> _Your goal_: Locate the line that contains "Would you be able to point at the license". Retype it and every line after it to the end of the records, exactly, but not the pictures.

[[ Material for the task, beginning ]]

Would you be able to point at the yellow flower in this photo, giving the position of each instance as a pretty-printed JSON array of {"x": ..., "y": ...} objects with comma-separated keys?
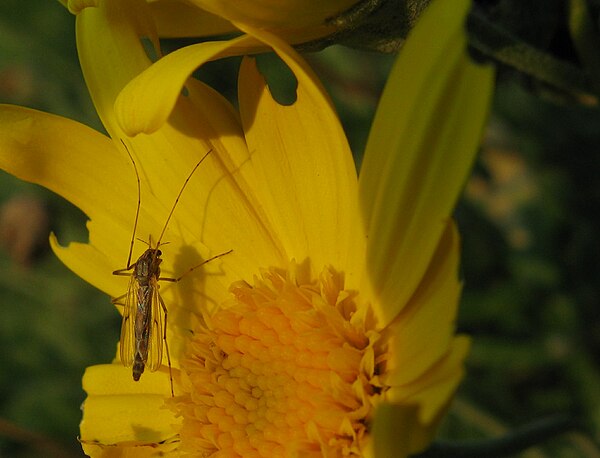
[
  {"x": 329, "y": 329},
  {"x": 297, "y": 21}
]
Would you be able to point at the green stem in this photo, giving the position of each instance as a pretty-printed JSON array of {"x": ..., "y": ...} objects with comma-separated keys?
[
  {"x": 502, "y": 46},
  {"x": 585, "y": 38},
  {"x": 515, "y": 442}
]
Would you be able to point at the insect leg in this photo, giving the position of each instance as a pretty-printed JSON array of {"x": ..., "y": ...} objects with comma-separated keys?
[
  {"x": 164, "y": 307},
  {"x": 189, "y": 271},
  {"x": 117, "y": 300},
  {"x": 137, "y": 211}
]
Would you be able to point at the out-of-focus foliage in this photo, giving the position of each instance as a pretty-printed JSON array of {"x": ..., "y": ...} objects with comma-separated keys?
[{"x": 529, "y": 221}]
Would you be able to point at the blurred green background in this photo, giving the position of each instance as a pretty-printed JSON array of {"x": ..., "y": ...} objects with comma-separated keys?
[{"x": 530, "y": 220}]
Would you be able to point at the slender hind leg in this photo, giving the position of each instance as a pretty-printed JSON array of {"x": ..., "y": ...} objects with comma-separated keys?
[{"x": 164, "y": 307}]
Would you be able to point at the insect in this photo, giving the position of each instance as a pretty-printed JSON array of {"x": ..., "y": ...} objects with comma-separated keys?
[{"x": 144, "y": 325}]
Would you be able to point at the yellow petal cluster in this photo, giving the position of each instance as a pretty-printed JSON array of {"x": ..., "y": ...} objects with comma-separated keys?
[{"x": 329, "y": 330}]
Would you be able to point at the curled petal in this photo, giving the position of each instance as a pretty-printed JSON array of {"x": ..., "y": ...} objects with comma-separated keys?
[{"x": 418, "y": 158}]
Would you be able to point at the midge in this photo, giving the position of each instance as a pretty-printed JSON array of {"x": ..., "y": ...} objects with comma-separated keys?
[{"x": 144, "y": 325}]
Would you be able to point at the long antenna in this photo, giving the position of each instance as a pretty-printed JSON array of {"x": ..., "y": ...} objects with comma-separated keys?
[
  {"x": 179, "y": 195},
  {"x": 137, "y": 211}
]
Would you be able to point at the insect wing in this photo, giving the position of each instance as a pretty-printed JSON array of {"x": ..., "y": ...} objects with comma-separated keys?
[
  {"x": 127, "y": 341},
  {"x": 156, "y": 331}
]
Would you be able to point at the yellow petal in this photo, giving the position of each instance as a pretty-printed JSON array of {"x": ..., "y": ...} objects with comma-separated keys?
[
  {"x": 63, "y": 156},
  {"x": 146, "y": 103},
  {"x": 420, "y": 150},
  {"x": 433, "y": 391},
  {"x": 118, "y": 410},
  {"x": 393, "y": 429},
  {"x": 306, "y": 178},
  {"x": 423, "y": 331},
  {"x": 109, "y": 37}
]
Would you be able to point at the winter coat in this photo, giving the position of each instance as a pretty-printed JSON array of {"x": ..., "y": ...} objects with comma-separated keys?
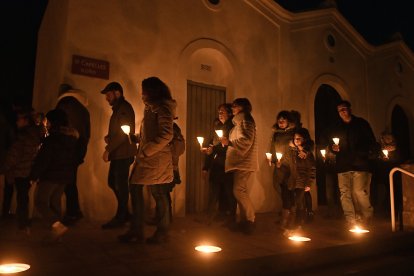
[
  {"x": 356, "y": 143},
  {"x": 280, "y": 141},
  {"x": 22, "y": 152},
  {"x": 57, "y": 159},
  {"x": 216, "y": 160},
  {"x": 242, "y": 151},
  {"x": 118, "y": 145},
  {"x": 300, "y": 172},
  {"x": 79, "y": 119},
  {"x": 153, "y": 163}
]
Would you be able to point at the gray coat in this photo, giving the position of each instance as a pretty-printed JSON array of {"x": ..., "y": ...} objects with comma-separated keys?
[
  {"x": 118, "y": 145},
  {"x": 242, "y": 151},
  {"x": 153, "y": 163}
]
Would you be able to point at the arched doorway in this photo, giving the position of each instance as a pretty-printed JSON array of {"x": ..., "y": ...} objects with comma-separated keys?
[
  {"x": 401, "y": 129},
  {"x": 326, "y": 116}
]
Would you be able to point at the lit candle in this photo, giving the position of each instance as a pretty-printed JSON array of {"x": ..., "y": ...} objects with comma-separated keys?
[
  {"x": 278, "y": 156},
  {"x": 13, "y": 268},
  {"x": 269, "y": 156},
  {"x": 200, "y": 141},
  {"x": 127, "y": 129},
  {"x": 208, "y": 249}
]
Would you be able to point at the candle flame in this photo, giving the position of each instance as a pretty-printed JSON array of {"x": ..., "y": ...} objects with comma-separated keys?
[
  {"x": 268, "y": 155},
  {"x": 278, "y": 156},
  {"x": 126, "y": 129},
  {"x": 200, "y": 140},
  {"x": 13, "y": 268},
  {"x": 208, "y": 249},
  {"x": 299, "y": 238}
]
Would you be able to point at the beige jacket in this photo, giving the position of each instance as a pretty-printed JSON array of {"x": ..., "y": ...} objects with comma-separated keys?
[{"x": 242, "y": 151}]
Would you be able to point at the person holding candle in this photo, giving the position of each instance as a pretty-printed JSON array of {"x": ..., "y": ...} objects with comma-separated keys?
[
  {"x": 119, "y": 151},
  {"x": 301, "y": 177},
  {"x": 153, "y": 166},
  {"x": 356, "y": 144},
  {"x": 221, "y": 197},
  {"x": 242, "y": 160},
  {"x": 73, "y": 103},
  {"x": 388, "y": 158}
]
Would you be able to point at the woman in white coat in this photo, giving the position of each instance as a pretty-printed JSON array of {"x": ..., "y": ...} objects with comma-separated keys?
[{"x": 242, "y": 160}]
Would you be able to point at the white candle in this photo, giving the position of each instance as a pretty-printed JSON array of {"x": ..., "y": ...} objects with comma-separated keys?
[
  {"x": 278, "y": 156},
  {"x": 200, "y": 141},
  {"x": 126, "y": 129},
  {"x": 269, "y": 156}
]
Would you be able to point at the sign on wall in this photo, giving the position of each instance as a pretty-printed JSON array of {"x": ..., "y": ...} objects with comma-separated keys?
[{"x": 90, "y": 67}]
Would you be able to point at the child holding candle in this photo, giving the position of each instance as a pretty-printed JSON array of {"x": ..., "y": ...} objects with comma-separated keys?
[{"x": 301, "y": 176}]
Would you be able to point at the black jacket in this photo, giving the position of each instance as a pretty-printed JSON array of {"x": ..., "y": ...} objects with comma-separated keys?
[{"x": 357, "y": 145}]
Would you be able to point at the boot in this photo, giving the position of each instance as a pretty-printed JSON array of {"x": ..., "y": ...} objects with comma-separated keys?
[
  {"x": 131, "y": 236},
  {"x": 285, "y": 219}
]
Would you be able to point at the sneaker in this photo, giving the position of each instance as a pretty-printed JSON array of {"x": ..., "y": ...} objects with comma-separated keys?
[
  {"x": 158, "y": 238},
  {"x": 131, "y": 237},
  {"x": 58, "y": 229},
  {"x": 113, "y": 223},
  {"x": 72, "y": 220}
]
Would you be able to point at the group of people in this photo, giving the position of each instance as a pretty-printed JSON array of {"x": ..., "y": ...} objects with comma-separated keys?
[
  {"x": 47, "y": 149},
  {"x": 350, "y": 163},
  {"x": 49, "y": 152}
]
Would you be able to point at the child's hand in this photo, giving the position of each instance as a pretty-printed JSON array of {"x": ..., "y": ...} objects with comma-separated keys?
[{"x": 278, "y": 164}]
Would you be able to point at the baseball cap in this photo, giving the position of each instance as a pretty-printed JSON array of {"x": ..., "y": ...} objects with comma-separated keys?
[{"x": 112, "y": 86}]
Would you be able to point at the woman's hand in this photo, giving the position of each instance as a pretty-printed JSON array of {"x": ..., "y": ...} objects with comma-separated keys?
[{"x": 224, "y": 141}]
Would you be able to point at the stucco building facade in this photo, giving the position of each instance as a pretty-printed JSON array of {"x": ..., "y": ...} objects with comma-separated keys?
[{"x": 239, "y": 48}]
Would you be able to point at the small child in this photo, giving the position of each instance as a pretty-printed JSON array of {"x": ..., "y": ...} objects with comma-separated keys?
[{"x": 301, "y": 173}]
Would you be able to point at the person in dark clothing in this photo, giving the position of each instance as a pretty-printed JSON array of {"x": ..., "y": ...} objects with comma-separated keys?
[
  {"x": 220, "y": 182},
  {"x": 79, "y": 119},
  {"x": 53, "y": 169},
  {"x": 388, "y": 158},
  {"x": 119, "y": 151},
  {"x": 18, "y": 163},
  {"x": 6, "y": 140},
  {"x": 301, "y": 177},
  {"x": 153, "y": 166},
  {"x": 334, "y": 209},
  {"x": 356, "y": 144}
]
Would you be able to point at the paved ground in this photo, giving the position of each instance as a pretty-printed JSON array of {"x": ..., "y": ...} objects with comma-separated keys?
[{"x": 88, "y": 250}]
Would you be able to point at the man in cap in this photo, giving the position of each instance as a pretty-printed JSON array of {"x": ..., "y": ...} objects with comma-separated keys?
[{"x": 119, "y": 151}]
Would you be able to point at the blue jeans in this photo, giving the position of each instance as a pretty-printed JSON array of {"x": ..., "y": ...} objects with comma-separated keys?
[
  {"x": 161, "y": 193},
  {"x": 355, "y": 189},
  {"x": 118, "y": 182}
]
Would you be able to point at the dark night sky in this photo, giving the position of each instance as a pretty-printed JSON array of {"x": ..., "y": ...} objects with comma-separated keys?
[{"x": 377, "y": 20}]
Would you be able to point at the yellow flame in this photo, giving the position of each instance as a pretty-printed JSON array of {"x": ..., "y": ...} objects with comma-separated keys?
[
  {"x": 13, "y": 268},
  {"x": 208, "y": 248},
  {"x": 299, "y": 238}
]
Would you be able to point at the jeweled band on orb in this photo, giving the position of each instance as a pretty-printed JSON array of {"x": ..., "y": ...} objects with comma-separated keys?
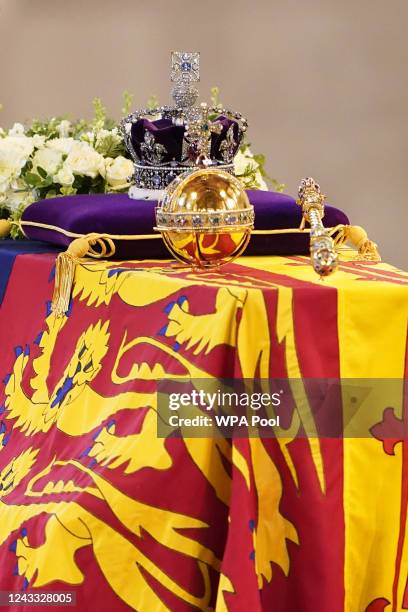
[{"x": 209, "y": 221}]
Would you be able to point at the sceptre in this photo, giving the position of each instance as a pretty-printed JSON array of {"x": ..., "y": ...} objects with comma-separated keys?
[{"x": 323, "y": 254}]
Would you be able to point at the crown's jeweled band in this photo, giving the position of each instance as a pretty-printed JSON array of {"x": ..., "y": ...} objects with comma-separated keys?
[
  {"x": 158, "y": 177},
  {"x": 151, "y": 174},
  {"x": 323, "y": 254}
]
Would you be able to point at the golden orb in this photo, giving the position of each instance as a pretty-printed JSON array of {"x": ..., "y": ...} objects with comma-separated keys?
[{"x": 205, "y": 218}]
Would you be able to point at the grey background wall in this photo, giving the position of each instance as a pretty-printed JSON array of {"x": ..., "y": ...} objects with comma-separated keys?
[{"x": 324, "y": 83}]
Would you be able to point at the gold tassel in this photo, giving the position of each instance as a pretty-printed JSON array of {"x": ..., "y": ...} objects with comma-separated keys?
[
  {"x": 367, "y": 249},
  {"x": 64, "y": 275},
  {"x": 5, "y": 227}
]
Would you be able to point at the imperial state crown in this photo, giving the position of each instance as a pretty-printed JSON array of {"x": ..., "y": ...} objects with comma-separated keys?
[{"x": 165, "y": 142}]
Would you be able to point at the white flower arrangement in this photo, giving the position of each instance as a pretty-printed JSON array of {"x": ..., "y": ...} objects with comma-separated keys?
[{"x": 58, "y": 157}]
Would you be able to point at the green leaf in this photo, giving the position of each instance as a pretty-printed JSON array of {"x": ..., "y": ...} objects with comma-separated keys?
[
  {"x": 41, "y": 172},
  {"x": 33, "y": 179}
]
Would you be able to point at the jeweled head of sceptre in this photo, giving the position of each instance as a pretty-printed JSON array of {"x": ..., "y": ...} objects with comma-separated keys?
[{"x": 323, "y": 255}]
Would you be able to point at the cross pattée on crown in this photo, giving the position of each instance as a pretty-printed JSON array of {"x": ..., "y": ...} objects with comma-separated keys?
[{"x": 185, "y": 67}]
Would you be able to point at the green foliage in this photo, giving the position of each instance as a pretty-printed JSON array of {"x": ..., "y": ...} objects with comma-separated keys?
[
  {"x": 103, "y": 135},
  {"x": 127, "y": 103},
  {"x": 152, "y": 102}
]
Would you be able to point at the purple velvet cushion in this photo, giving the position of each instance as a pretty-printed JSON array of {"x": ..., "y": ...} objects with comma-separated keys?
[{"x": 118, "y": 214}]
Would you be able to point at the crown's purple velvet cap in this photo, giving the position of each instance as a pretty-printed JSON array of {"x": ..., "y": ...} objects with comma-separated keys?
[
  {"x": 118, "y": 214},
  {"x": 171, "y": 137}
]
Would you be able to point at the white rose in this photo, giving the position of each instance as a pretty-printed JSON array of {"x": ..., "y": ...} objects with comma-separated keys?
[
  {"x": 17, "y": 130},
  {"x": 118, "y": 171},
  {"x": 47, "y": 159},
  {"x": 14, "y": 199},
  {"x": 14, "y": 153},
  {"x": 63, "y": 128},
  {"x": 64, "y": 176},
  {"x": 63, "y": 145},
  {"x": 84, "y": 160},
  {"x": 38, "y": 141}
]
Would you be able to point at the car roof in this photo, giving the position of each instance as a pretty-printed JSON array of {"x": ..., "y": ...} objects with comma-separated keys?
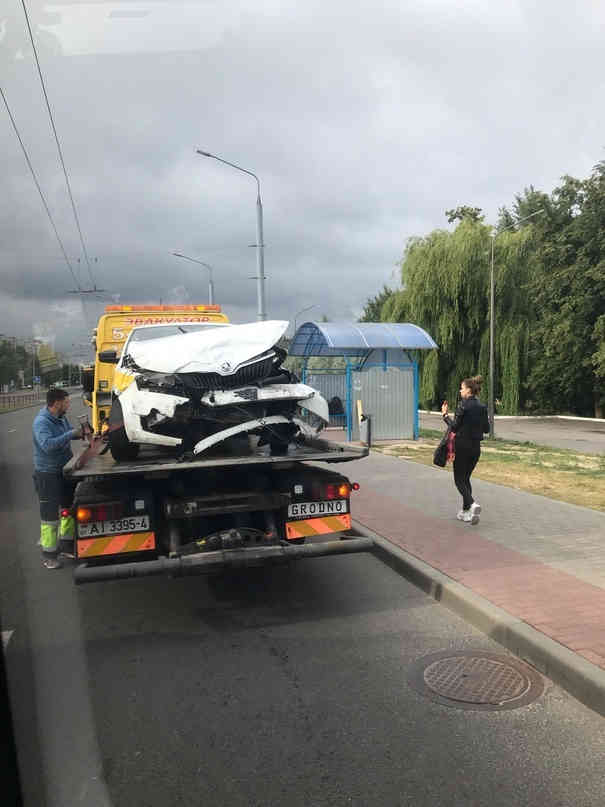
[{"x": 179, "y": 322}]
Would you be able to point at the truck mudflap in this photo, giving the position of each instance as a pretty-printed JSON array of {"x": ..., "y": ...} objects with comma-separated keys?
[{"x": 220, "y": 560}]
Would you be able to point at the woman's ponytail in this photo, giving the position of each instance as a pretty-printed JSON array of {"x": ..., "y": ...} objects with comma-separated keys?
[{"x": 474, "y": 384}]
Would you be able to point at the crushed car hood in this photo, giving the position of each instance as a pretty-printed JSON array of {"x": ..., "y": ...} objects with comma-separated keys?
[{"x": 217, "y": 350}]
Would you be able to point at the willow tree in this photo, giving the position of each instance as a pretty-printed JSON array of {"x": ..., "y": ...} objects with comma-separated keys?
[{"x": 445, "y": 279}]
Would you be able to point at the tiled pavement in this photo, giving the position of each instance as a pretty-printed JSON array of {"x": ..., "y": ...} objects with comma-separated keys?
[{"x": 540, "y": 560}]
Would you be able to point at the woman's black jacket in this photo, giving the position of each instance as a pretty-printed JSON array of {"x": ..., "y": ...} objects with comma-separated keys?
[{"x": 470, "y": 421}]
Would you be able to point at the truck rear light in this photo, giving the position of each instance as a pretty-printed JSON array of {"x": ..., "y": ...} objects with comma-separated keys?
[
  {"x": 332, "y": 491},
  {"x": 100, "y": 512}
]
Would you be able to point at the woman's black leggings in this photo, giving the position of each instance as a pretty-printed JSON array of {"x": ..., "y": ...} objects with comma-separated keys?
[{"x": 467, "y": 456}]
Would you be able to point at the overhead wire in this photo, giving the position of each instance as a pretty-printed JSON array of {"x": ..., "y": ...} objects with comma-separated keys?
[
  {"x": 52, "y": 122},
  {"x": 44, "y": 202}
]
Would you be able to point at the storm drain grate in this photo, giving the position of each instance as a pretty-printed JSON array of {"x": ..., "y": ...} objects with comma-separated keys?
[{"x": 476, "y": 680}]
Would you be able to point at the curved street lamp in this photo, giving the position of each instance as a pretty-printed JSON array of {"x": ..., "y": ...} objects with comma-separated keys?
[
  {"x": 260, "y": 246},
  {"x": 208, "y": 267},
  {"x": 490, "y": 399},
  {"x": 302, "y": 311}
]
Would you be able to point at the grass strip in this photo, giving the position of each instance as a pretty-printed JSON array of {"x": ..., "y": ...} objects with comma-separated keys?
[{"x": 559, "y": 474}]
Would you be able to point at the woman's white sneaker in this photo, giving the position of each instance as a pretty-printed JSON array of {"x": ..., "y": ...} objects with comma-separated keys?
[{"x": 475, "y": 510}]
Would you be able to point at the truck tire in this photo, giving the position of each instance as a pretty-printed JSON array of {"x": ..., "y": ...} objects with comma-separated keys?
[{"x": 121, "y": 448}]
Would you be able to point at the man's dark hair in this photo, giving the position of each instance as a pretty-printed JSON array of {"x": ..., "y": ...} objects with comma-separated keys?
[{"x": 53, "y": 395}]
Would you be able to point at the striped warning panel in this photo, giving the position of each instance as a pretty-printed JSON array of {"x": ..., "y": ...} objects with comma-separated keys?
[
  {"x": 115, "y": 544},
  {"x": 317, "y": 526}
]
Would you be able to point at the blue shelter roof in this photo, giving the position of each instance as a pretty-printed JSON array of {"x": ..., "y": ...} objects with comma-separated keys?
[{"x": 357, "y": 338}]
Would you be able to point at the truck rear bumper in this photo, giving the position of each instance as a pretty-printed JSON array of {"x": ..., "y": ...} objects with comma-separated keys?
[{"x": 208, "y": 562}]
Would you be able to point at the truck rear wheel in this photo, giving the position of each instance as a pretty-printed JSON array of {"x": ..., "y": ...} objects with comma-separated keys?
[{"x": 119, "y": 445}]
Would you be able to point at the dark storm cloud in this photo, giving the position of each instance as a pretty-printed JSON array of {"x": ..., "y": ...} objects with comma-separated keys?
[{"x": 364, "y": 125}]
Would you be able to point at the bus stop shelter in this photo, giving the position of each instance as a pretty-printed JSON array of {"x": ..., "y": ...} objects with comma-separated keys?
[{"x": 380, "y": 372}]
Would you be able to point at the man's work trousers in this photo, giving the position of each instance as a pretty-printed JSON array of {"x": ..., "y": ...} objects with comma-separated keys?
[
  {"x": 55, "y": 494},
  {"x": 467, "y": 456}
]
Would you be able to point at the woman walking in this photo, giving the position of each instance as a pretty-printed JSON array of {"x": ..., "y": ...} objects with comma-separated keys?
[{"x": 469, "y": 424}]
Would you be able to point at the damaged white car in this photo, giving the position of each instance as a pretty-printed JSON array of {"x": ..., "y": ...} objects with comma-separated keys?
[{"x": 193, "y": 386}]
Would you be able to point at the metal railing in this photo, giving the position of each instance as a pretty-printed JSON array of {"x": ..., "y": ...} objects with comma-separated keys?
[{"x": 17, "y": 400}]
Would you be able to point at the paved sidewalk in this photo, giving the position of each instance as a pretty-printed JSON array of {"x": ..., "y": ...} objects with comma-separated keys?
[
  {"x": 541, "y": 561},
  {"x": 583, "y": 435}
]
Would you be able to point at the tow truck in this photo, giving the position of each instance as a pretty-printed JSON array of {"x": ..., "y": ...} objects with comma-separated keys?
[{"x": 237, "y": 505}]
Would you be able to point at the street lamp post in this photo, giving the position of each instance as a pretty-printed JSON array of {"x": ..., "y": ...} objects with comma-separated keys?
[
  {"x": 490, "y": 399},
  {"x": 260, "y": 244},
  {"x": 302, "y": 311},
  {"x": 208, "y": 267}
]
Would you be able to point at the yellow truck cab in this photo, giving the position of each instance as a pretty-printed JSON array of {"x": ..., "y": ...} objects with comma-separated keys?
[{"x": 112, "y": 332}]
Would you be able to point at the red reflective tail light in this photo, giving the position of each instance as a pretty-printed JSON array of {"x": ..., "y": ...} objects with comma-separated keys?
[
  {"x": 100, "y": 512},
  {"x": 336, "y": 491}
]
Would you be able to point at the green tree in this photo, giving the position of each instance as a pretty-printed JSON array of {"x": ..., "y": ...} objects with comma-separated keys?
[
  {"x": 463, "y": 212},
  {"x": 445, "y": 276},
  {"x": 568, "y": 290}
]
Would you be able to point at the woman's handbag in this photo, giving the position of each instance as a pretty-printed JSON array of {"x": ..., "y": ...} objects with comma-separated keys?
[
  {"x": 440, "y": 455},
  {"x": 451, "y": 447}
]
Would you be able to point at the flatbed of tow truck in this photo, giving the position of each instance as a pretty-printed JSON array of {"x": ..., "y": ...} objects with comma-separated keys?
[
  {"x": 158, "y": 515},
  {"x": 152, "y": 462}
]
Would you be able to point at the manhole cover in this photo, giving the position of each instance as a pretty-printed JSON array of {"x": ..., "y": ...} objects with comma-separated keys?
[{"x": 476, "y": 680}]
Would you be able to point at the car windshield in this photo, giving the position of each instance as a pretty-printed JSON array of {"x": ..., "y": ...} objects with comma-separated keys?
[{"x": 144, "y": 334}]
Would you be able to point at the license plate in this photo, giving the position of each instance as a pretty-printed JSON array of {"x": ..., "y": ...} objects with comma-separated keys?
[
  {"x": 114, "y": 526},
  {"x": 308, "y": 509}
]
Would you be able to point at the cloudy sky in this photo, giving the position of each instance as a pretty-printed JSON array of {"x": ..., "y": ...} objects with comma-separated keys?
[{"x": 364, "y": 121}]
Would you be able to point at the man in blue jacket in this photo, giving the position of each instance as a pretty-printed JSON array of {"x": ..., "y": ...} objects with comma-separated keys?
[{"x": 52, "y": 435}]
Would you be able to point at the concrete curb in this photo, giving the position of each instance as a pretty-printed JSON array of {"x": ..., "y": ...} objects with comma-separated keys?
[
  {"x": 526, "y": 417},
  {"x": 20, "y": 408},
  {"x": 582, "y": 679}
]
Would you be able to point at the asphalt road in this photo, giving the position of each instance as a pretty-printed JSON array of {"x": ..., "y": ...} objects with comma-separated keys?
[
  {"x": 283, "y": 687},
  {"x": 585, "y": 436}
]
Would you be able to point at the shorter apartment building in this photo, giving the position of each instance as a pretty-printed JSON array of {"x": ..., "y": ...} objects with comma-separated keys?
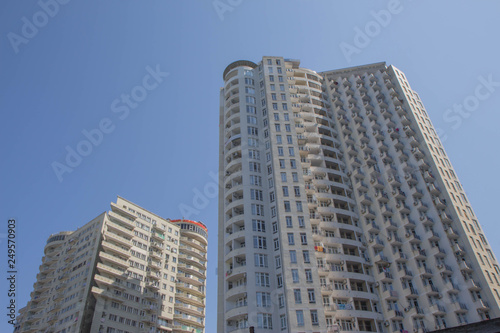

[[ Material for the task, end ]]

> _Output for this exercise_:
Would you be able to point at the license plate in this photo, giving the position of each instance as a pretty-printed JSON array of {"x": ..., "y": ...} objects with comma-separated keys?
[
  {"x": 114, "y": 526},
  {"x": 308, "y": 509}
]
Would you be able to point at the cloudy sky in this photo, giving the position of each instance as a pretty-printed JSON array of {"x": ..., "y": ...} objects with comma-separated keys?
[{"x": 364, "y": 121}]
Would you be able to point at the man in blue jacket in this photo, giving the position of each instance as a pretty-printed JSON array of {"x": ..., "y": ...} objects with comma-separated keys?
[{"x": 52, "y": 435}]
Would you be able to point at the concrete curb in this photo, giving the position of each instance as a pretty-printed JSON array of {"x": ..., "y": ...} objects with comma-separated keys?
[
  {"x": 526, "y": 417},
  {"x": 20, "y": 408},
  {"x": 582, "y": 679}
]
Would you be able to point at the asphalt road in this photo, giving the position of each instance as a pretty-printed JSON array of {"x": ..., "y": ...} objects with comma-separated keys?
[
  {"x": 283, "y": 687},
  {"x": 585, "y": 436}
]
Would you be able to point at the shorter apartment building in this photo, giving the position of each instance as a pretty-printed JSON array of {"x": ..., "y": ...} objects with comma-separated keys?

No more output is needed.